----- Testo -----
Al contrario, la biodiversità in viticoltura svolge un ruolo essenziale per la valorizzazione dei diversi ambienti di coltivazione e per le diverse esigenze dei modelli di consumo nonostante l’intensificazione dei processi produttivi; si manifesta però soprattutto nelle scelte varietali, mentre è sostanzialmente trascurato l’aspetto relativo all’ecosistema dove la vite è coltivata, il suolo del vigneto ed il suo intorno naturale (Colugnati, et al., 2013).
In quest’ottica appare quindi necessario superare la visione vitigno-centrica del vigneto per proteggere e valorizzare la biodiversità dell’insieme dell’ecosistema viticolo, integrando e facendo convergere le discipline e le conoscenze agronomiche con quelle ecologiche, per sviluppare un nuovo concetto di agro-biodiversità che inglobi le popolazioni dei vitigni coltivati con tutte le specie viventi nel vigneto, siano esse animali o vegetali o microbiche, aggressive o utili, telluriche o aree. Il tema trasversale comune a tutte le forme di coltivazioni erbacee ed arboree è la copertura del suolo, come espressione di una sinergia tra la gestione della coltura principale e quella del cotico erboso, al fine di ridurre l’effetto competitivo della flora avventizia con la non-lavorazione, l’uso del mulch, l’impiego di leguminose azoto-fissatrici, l’arricchimento sistematico di sostanza organica, la lotta biologica.
-----
→ **Compito 1**: Quale tema trasversale comune a tutte le forme di coltivazioni erbacee e arboree indica il testo sulla biodiversità in viticoltura?
→ **Compito 2**: Trascriva fedelmente il passo del testo sulla biodiversità in viticoltura che si apre con le parole contenenti "Al contrario, la" e si chiude con "et al., 2013).".
→ **Compito 3**: Elenchi i mezzi con cui, secondo il testo sulla biodiversità in viticoltura, si riduce l'effetto competitivo della flora avventizia.
Le righe riportate più avanti non sono necessarie.
----- Materiale mostrato -----
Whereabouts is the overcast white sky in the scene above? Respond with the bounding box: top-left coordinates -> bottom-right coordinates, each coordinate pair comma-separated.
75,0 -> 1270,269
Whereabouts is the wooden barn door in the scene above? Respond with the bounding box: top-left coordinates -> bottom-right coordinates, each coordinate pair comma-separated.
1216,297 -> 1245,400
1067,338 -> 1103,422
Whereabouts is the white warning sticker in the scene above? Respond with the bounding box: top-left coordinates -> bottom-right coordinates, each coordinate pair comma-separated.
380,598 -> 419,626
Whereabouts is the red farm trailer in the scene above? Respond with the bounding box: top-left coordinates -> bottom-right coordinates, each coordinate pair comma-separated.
-----
→ **Risposta 1**: La copertura del suolo.

→ **Risposta 2**:
Al contrario, la biodiversità in viticoltura svolge un ruolo essenziale per la valorizzazione dei diversi ambienti di coltivazione e per le diverse esigenze dei modelli di consumo nonostante l’intensificazione dei processi produttivi; si manifesta però soprattutto nelle scelte varietali, mentre è sostanzialmente trascurato l’aspetto relativo all’ecosistema dove la vite è coltivata, il suolo del vigneto ed il suo intorno naturale (Colugnati, et al., 2013).

→ **Risposta 3**:
- la non-lavorazione
- l'uso del mulch
- l'impiego di leguminose azoto-fissatrici
- l'arricchimento sistematico di sostanza organica
- la lotta biologica